Provided data »
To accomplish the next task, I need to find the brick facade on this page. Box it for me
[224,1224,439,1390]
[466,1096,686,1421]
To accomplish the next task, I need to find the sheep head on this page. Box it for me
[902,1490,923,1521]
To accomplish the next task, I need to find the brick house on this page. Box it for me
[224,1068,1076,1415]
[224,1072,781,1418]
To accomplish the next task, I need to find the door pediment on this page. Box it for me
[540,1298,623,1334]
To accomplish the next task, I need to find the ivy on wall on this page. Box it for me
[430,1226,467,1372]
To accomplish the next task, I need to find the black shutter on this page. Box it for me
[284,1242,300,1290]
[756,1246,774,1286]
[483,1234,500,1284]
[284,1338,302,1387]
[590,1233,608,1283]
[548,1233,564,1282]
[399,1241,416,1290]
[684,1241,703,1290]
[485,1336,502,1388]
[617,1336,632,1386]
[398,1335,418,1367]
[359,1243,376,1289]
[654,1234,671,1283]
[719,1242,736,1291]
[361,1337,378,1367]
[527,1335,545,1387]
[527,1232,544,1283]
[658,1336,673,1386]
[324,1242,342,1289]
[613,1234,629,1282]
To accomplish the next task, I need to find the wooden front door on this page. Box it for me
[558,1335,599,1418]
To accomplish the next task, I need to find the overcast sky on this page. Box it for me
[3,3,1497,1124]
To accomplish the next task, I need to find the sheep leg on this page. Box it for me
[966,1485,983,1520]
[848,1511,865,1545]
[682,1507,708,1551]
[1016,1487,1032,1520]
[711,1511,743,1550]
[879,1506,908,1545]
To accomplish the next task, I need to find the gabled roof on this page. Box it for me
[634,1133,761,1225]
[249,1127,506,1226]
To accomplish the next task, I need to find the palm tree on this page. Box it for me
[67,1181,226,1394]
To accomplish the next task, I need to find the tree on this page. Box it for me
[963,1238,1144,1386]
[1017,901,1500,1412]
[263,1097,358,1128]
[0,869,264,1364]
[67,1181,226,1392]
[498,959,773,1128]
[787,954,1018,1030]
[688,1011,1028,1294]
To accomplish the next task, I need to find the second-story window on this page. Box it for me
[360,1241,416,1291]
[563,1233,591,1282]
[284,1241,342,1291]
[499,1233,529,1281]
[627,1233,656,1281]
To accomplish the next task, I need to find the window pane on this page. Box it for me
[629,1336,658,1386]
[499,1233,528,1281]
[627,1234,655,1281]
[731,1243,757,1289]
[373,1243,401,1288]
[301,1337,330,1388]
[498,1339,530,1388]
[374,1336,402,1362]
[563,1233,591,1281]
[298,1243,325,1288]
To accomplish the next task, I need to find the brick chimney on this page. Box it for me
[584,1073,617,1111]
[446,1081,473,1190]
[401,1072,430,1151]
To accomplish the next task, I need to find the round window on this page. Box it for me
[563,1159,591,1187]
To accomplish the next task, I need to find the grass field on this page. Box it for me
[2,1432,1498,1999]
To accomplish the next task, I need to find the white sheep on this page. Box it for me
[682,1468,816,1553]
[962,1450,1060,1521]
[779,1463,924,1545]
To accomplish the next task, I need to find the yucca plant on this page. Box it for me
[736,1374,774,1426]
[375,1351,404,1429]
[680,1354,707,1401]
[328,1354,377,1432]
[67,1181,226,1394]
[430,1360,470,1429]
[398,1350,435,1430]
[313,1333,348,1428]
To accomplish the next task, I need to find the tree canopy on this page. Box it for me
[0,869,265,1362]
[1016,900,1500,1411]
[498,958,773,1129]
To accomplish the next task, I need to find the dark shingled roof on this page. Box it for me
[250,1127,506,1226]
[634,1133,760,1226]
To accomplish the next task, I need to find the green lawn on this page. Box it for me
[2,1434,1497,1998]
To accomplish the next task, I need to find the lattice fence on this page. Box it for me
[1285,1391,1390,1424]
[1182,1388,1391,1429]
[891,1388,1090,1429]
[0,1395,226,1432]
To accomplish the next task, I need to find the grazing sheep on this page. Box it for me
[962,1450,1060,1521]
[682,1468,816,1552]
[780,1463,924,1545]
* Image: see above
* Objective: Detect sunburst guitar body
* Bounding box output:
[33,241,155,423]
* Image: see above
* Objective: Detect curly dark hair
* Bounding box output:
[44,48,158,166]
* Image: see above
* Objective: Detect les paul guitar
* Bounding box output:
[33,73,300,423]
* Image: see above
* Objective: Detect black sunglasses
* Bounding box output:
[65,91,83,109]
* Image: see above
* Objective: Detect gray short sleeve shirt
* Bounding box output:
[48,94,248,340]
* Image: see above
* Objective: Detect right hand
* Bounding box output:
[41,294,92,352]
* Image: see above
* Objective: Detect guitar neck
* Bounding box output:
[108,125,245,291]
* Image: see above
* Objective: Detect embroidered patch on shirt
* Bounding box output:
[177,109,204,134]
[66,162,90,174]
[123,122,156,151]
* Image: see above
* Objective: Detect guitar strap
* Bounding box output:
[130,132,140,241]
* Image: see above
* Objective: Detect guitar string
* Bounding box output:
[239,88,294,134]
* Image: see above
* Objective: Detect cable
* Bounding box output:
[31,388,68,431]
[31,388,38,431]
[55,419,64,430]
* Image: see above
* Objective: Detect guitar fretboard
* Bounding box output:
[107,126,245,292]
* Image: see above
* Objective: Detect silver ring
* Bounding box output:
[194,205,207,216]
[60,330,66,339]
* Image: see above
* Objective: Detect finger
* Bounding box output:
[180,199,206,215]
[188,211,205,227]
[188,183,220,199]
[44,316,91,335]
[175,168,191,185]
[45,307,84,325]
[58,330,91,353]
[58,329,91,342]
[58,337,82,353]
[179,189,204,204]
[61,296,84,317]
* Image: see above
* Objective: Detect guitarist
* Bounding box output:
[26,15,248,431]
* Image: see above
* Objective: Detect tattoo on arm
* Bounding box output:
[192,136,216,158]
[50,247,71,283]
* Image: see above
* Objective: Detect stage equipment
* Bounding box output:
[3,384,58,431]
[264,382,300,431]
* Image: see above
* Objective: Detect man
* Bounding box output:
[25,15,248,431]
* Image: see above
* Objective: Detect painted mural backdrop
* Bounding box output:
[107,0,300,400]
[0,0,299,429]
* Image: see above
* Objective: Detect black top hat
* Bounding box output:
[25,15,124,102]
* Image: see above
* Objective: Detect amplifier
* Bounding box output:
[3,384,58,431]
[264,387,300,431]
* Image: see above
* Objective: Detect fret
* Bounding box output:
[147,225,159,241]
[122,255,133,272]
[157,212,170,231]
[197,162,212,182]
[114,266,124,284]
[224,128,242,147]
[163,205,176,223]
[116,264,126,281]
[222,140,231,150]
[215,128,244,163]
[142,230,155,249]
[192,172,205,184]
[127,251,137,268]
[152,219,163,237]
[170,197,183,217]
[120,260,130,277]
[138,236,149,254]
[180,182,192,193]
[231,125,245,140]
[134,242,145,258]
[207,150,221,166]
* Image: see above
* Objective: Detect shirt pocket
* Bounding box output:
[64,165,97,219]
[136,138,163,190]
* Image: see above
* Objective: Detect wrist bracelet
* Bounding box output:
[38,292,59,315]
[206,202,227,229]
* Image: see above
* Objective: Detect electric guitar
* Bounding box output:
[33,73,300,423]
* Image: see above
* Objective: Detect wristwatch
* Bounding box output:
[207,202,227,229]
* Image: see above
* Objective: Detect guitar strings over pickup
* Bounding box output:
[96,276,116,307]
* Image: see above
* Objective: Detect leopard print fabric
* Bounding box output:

Directions » Using the listing above, print every entry verbatim.

Answer »
To accomplish the next task, I need to find the brick facade on this page. Box it for me
[224,1224,439,1390]
[466,1096,686,1421]
To accomplish the next task, I need to find the sheep head on this page. Box it for me
[902,1490,923,1521]
To accomplish the next task, I need to find the brick house on this page. Box it for me
[224,1068,1076,1415]
[224,1072,781,1418]
To accomplish the next task, I need to find the door pediment on this page. Box it for me
[540,1298,623,1334]
To accomplish the next task, I need to find the ivy on wall on this page. Box it for me
[430,1226,467,1372]
To accomplish the next task, I need to find the black shutter on this page. Box it for me
[284,1242,300,1290]
[756,1246,774,1286]
[483,1234,500,1284]
[284,1338,302,1387]
[590,1233,608,1283]
[548,1233,564,1282]
[399,1241,416,1290]
[684,1241,703,1290]
[485,1336,502,1388]
[617,1336,632,1386]
[398,1335,418,1367]
[359,1243,376,1289]
[654,1234,671,1283]
[719,1242,736,1291]
[361,1337,378,1367]
[527,1335,545,1387]
[527,1232,544,1283]
[658,1336,673,1386]
[324,1242,342,1289]
[613,1234,629,1282]
To accomplish the next task, I need to find the wooden front door on this page. Box it for me
[558,1335,599,1418]
To accomplish the next task, I need to find the overcast sky on this page. Box it for me
[3,3,1497,1124]
To accomplish the next task, I need to find the sheep leg on this page. Box it for me
[966,1485,983,1520]
[848,1511,865,1545]
[682,1507,708,1551]
[1016,1487,1032,1520]
[711,1511,743,1550]
[879,1506,908,1545]
To accomplish the next task, I need to find the gabled roof on this page. Box it for me
[634,1133,761,1225]
[249,1127,506,1226]
To accomplish the next task, I need to find the palm tree on this page. Box it for me
[67,1181,226,1394]
To accomplish the next task, I need to find the tree on this page. Box it for me
[963,1238,1144,1386]
[1017,901,1500,1412]
[263,1097,358,1128]
[0,869,264,1364]
[67,1181,226,1392]
[498,959,773,1128]
[787,954,1018,1030]
[688,1011,1028,1294]
To accomplish the next task, I need to find the second-story window on this page. Box it for me
[360,1241,416,1291]
[563,1233,591,1282]
[284,1241,342,1291]
[499,1233,529,1281]
[627,1233,656,1281]
To accomplish the next task, I need to find the window pane on this page. Box it for me
[629,1336,658,1386]
[499,1233,528,1281]
[627,1234,655,1281]
[731,1243,757,1289]
[373,1243,401,1288]
[301,1337,330,1388]
[498,1339,530,1388]
[374,1336,402,1362]
[563,1233,591,1281]
[298,1243,325,1288]
To accomplish the next task, I need to find the brick chimney on this page. Box it for me
[584,1073,617,1111]
[446,1081,473,1190]
[401,1072,430,1151]
To accomplish the next task, I need to find the round window on this page. Box it for me
[563,1159,591,1187]
To accomplish the next task, I need to find the grass field on this page. Box it for me
[2,1432,1498,1999]
To accomplish the next task, I need to find the white sheep on this page. Box it for me
[682,1468,816,1553]
[962,1450,1060,1521]
[779,1463,924,1545]
To accomplish the next task, I need to find the yucca plant on this page. Box it for me
[736,1374,774,1426]
[375,1351,404,1429]
[680,1354,707,1401]
[328,1354,377,1432]
[67,1181,226,1394]
[430,1360,470,1429]
[398,1350,435,1430]
[313,1333,348,1428]
To accomplish the next task, I need to find the tree canopy on this page. Box it for me
[0,869,265,1362]
[1016,900,1500,1411]
[498,958,773,1129]
To accomplish the next task, I need to find the dark shingled roof on this page. Box it for me
[250,1127,506,1226]
[634,1133,760,1226]
To accomplish the next task, I need to find the green lawn on this page. Box it for me
[2,1434,1497,1998]
To accomplish the next task, I need to find the lattice fence on this page. Box it for me
[1285,1391,1390,1424]
[1182,1388,1391,1429]
[891,1388,1090,1429]
[0,1395,226,1432]
To accomplish the next task, I need to find the grazing sheep on this page. Box it for me
[962,1450,1060,1521]
[682,1468,816,1552]
[780,1463,924,1545]
* Image: see above
* Objective: Detect sunburst guitar body
* Bounding box output:
[33,241,155,423]
* Image: see above
* Objective: Detect curly dark hair
* Bounding box output:
[44,48,158,166]
* Image: see above
* Objective: Detect les paul guitar
* Bounding box output:
[33,73,300,423]
* Image: see above
* Objective: Detect black sunglasses
* Bounding box output:
[65,91,83,109]
* Image: see above
* Objective: Detect gray short sleeve shirt
* Bounding box output:
[48,94,248,340]
* Image: see above
* Objective: Detect right hand
* Bounding box output:
[41,294,92,352]
* Image: see above
* Objective: Detect guitar neck
* Bounding box output:
[108,125,245,291]
* Image: see above
* Objective: Detect embroidered patch on shirt
* Bounding box output:
[177,109,204,134]
[66,162,90,174]
[123,122,156,151]
* Image: see above
* Objective: Detect guitar strap
* Bounding box output:
[130,132,140,241]
* Image: see above
* Objective: Detect guitar string
* Bounding box output:
[239,88,294,134]
* Image: see above
* Objective: Detect cable
* Bounding box output:
[31,388,68,431]
[31,388,38,431]
[55,419,64,430]
* Image: see above
* Objective: Detect guitar fretboard
* Bounding box output:
[107,126,245,292]
* Image: see above
* Objective: Detect silver ring
* Bounding box output:
[194,205,207,216]
[60,330,66,339]
* Image: see above
* Objective: Detect finger
* Bounding box output:
[180,199,206,215]
[188,211,205,227]
[188,183,220,199]
[44,316,91,335]
[175,168,191,185]
[45,307,84,325]
[58,330,91,353]
[58,329,91,342]
[58,337,82,353]
[179,189,204,204]
[61,296,84,317]
* Image: see above
* Objective: Detect guitarist
* Bounding box output:
[26,15,248,431]
* Image: see above
* Objective: Detect tattoo on arm
* Bounding box output:
[192,136,216,158]
[50,247,71,283]
* Image: see above
* Objective: Detect stage equipment
* Bounding box output:
[3,384,58,431]
[264,382,300,431]
* Image: see above
* Objective: Detect man
* Bounding box output:
[25,15,248,431]
* Image: see above
* Objective: Detect painted mural backdrop
* Bounding box output:
[107,0,300,400]
[0,0,299,429]
* Image: see above
* Objective: Detect black top hat
* Bounding box output:
[25,15,124,102]
* Image: see above
* Objective: Detect amplifier
* Bounding box output:
[3,384,58,431]
[264,387,300,431]
* Image: see above
* Objective: Detect fret
* Bounding box output:
[147,225,159,241]
[122,255,133,272]
[157,212,170,231]
[197,162,212,182]
[114,266,124,284]
[224,128,242,147]
[163,205,176,223]
[116,264,126,281]
[222,140,231,150]
[215,128,244,163]
[142,230,155,249]
[192,172,205,184]
[127,251,137,268]
[152,219,163,237]
[170,197,183,217]
[120,260,130,277]
[138,236,149,254]
[180,182,192,193]
[231,125,245,140]
[134,242,145,258]
[207,150,221,166]
* Image: see above
* Objective: Detect shirt pocket
* Bounding box output:
[64,165,97,219]
[136,138,163,190]
* Image: see above
* Objective: Detect wrist bracelet
* Bounding box output:
[38,292,59,315]
[206,202,227,229]
* Image: see above
* Objective: Detect electric guitar
* Bounding box output:
[33,73,300,423]
* Image: see above
* Objective: Detect wristwatch
* Bounding box output:
[207,202,227,229]
* Image: see above
* Objective: Detect guitar strings over pickup
* Bounding box output:
[96,276,116,307]
* Image: see above
* Objective: Detect leopard print fabric
* Bounding box output:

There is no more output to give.